§ **TASK PROMPT**
Render the lines of the rows, starting at the line that contains "Target: black and yellow chevron stripe" and ending with the last line of the rows, as a JSON list of strings with one string per line and blank lines left out.

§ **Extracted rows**
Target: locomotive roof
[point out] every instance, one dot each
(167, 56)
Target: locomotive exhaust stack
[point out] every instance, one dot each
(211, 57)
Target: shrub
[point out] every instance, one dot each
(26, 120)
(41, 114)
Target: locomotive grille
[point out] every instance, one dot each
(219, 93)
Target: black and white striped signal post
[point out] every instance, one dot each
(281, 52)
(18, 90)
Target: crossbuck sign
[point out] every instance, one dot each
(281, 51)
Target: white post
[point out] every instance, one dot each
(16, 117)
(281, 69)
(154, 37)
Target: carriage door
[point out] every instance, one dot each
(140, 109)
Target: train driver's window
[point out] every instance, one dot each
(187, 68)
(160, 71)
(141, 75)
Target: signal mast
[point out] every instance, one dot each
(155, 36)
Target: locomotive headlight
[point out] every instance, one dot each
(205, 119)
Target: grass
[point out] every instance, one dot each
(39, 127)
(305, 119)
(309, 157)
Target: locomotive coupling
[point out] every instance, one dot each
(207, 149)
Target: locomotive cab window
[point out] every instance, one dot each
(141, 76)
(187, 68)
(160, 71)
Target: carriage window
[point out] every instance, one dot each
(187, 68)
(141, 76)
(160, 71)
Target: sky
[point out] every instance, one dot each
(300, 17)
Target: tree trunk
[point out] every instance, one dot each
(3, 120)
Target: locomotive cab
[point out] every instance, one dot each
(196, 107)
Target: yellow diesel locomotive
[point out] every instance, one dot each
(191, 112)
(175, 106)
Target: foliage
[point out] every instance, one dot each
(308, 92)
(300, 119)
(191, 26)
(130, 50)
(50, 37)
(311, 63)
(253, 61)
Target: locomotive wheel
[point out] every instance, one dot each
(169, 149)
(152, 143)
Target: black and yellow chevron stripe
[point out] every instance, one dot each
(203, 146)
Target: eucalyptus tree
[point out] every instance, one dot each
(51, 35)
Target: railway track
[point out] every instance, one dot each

§ **COMPLETED TASK**
[
  "Target: black and yellow chevron stripe",
  "[point out] every instance, one dot each",
  "(203, 146)",
  "Target: eucalyptus tree",
  "[point out] every instance, one dot each",
  "(51, 35)",
  "Target: railway track",
  "[point out] every instance, one dot each"
]